--- TASK DATA ---
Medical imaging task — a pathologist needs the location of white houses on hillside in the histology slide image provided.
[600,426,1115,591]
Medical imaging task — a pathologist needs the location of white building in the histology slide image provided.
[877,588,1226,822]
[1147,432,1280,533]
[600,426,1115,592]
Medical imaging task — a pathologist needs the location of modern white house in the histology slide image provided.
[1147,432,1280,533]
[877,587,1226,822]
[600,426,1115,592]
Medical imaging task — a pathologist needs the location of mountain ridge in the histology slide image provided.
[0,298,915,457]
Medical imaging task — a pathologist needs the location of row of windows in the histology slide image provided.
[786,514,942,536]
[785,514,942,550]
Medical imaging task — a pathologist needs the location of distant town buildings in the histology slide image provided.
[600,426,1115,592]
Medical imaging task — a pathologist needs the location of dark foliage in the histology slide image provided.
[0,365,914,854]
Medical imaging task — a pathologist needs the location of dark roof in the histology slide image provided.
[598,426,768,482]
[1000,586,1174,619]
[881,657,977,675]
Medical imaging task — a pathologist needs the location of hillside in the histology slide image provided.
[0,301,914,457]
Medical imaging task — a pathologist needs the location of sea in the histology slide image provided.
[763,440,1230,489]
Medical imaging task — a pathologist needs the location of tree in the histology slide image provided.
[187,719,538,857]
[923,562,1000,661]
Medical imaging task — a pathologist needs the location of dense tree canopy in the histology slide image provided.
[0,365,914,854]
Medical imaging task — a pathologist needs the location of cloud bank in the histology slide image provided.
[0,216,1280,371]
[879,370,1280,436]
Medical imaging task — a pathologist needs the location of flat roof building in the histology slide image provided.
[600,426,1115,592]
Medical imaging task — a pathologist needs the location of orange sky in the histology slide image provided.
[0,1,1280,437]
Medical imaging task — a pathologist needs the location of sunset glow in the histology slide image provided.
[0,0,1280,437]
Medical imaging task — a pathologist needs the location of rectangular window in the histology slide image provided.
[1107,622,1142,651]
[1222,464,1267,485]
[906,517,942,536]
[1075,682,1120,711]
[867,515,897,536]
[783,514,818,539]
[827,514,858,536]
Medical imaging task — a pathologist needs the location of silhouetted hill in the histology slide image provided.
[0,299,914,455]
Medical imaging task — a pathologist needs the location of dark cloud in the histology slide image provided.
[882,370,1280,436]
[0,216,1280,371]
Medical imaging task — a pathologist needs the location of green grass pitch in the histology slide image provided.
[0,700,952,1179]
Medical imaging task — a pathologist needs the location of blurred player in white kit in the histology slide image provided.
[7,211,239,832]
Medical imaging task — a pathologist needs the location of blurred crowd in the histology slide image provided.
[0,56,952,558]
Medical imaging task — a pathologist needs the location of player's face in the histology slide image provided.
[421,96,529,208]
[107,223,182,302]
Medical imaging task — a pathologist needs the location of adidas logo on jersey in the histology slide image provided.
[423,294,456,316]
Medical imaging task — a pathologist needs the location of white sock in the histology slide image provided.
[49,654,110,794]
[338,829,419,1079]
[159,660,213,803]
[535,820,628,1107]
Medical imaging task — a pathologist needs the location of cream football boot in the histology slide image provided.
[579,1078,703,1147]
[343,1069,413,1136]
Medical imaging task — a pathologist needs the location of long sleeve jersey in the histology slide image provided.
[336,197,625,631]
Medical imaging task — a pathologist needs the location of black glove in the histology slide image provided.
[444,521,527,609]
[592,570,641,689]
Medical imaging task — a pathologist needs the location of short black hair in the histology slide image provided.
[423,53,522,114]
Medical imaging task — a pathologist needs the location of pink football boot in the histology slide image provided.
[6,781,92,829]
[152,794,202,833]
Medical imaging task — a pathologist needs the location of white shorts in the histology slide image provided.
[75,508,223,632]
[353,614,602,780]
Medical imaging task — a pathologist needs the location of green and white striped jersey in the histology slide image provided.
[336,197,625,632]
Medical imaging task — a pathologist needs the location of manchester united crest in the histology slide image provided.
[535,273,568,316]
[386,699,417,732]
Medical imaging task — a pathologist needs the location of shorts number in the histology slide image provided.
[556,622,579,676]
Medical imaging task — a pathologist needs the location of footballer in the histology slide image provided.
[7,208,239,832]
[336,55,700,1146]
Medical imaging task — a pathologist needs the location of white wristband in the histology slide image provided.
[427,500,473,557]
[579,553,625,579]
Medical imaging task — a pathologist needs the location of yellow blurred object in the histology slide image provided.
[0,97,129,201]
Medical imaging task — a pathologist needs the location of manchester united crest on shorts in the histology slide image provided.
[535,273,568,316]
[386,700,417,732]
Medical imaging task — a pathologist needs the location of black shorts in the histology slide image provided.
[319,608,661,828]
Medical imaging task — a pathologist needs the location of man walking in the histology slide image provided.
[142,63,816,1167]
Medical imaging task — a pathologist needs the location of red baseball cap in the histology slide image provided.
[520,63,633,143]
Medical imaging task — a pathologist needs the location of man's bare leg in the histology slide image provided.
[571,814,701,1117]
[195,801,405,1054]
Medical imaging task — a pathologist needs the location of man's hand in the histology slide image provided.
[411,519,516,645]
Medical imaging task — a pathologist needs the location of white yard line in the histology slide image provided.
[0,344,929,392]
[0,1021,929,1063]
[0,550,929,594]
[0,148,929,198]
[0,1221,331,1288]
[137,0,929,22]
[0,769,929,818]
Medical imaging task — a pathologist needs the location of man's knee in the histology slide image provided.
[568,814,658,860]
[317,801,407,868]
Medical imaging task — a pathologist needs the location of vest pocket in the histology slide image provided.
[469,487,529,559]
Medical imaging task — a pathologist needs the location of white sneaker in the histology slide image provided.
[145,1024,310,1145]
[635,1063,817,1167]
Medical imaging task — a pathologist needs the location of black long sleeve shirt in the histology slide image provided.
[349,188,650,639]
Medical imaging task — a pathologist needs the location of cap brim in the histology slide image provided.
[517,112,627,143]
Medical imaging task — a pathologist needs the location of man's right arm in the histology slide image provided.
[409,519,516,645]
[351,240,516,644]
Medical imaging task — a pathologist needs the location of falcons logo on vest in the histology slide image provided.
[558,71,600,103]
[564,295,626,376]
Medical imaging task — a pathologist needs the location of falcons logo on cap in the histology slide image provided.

--- EXERCISE OBJECTIVE ---
Render the listing, from the line containing "leg in the histology slide image provided." through the line containing "[564,295,626,376]", both included, as a Markdown table with the columns "Row" and "Listing line", numbering each row and leaving out blank lines.

--- THE REPLY ---
| Row | Listing line |
|---|---|
| 1 | Medical imaging task — a pathologist needs the location of man's bare leg in the histology slide image provided. |
| 2 | [571,814,701,1117] |
| 3 | [195,801,405,1054] |
| 4 | Medical imaging task — a pathologist needs the location of man's hand in the histology slide image provided. |
| 5 | [411,519,516,645] |
| 6 | Medical imaging task — a pathologist needs the location of white yard line in the histology slide image provided. |
| 7 | [0,344,929,392] |
| 8 | [0,1021,929,1063] |
| 9 | [0,550,929,594] |
| 10 | [0,148,929,198] |
| 11 | [0,1221,331,1288] |
| 12 | [137,0,929,22] |
| 13 | [0,769,929,818] |
| 14 | Medical imaging task — a pathologist needs the location of man's knee in the histology slide image provided. |
| 15 | [568,814,658,860] |
| 16 | [317,801,407,868] |
| 17 | Medical imaging task — a pathologist needs the location of vest pocket in the histology slide image provided. |
| 18 | [469,487,529,559] |
| 19 | Medical imaging task — a pathologist needs the location of white sneaker in the histology slide image provided. |
| 20 | [145,1024,310,1145] |
| 21 | [635,1063,817,1167] |
| 22 | Medical imaging task — a pathologist needs the location of black long sleeve shirt in the histology slide image provided. |
| 23 | [349,188,650,639] |
| 24 | Medical imaging task — a pathologist needs the location of cap brim in the histology slide image provided. |
| 25 | [517,112,627,143] |
| 26 | Medical imaging task — a pathologist needs the location of man's right arm in the histology slide image provided. |
| 27 | [409,519,516,645] |
| 28 | [351,240,516,644] |
| 29 | Medical imaging task — a pathologist needs the location of falcons logo on vest in the histology slide image provided. |
| 30 | [558,71,600,103] |
| 31 | [564,295,626,376] |